### Given problem
State how many lines of the material below contain the string "lighthouse". Give only the number.

### Given data
* Start *
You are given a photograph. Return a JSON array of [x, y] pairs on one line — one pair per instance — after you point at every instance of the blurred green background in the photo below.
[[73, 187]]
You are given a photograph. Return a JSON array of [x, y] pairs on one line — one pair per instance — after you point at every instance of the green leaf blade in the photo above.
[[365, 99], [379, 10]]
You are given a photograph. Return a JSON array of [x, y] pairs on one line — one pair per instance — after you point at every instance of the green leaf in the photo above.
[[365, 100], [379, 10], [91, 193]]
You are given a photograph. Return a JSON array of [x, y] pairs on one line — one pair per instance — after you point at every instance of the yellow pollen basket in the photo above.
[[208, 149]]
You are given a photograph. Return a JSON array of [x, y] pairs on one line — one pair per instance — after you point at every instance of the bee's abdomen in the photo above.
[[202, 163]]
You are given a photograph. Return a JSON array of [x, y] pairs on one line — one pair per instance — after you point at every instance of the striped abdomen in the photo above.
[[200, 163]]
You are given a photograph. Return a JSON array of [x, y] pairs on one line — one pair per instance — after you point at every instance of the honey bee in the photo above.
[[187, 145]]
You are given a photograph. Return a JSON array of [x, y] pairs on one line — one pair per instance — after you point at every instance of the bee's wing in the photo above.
* End *
* Start *
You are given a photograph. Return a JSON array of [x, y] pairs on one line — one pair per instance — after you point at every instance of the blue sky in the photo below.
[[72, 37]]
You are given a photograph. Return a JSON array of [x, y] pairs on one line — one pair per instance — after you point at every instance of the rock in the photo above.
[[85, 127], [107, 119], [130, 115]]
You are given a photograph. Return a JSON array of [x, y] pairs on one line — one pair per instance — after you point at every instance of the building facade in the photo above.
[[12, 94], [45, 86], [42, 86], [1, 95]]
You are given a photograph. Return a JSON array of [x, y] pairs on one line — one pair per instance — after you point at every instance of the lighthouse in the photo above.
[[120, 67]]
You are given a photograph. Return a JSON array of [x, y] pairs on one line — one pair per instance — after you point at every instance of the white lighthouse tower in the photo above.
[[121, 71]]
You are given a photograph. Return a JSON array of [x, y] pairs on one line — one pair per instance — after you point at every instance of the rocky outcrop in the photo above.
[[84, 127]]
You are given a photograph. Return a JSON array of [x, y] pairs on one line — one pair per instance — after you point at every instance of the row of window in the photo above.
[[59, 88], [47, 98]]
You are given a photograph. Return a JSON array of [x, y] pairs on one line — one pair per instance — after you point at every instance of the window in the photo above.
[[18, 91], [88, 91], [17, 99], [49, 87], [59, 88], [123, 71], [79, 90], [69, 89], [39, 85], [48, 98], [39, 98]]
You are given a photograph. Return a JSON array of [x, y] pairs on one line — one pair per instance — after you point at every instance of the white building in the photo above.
* End *
### Expected answer
2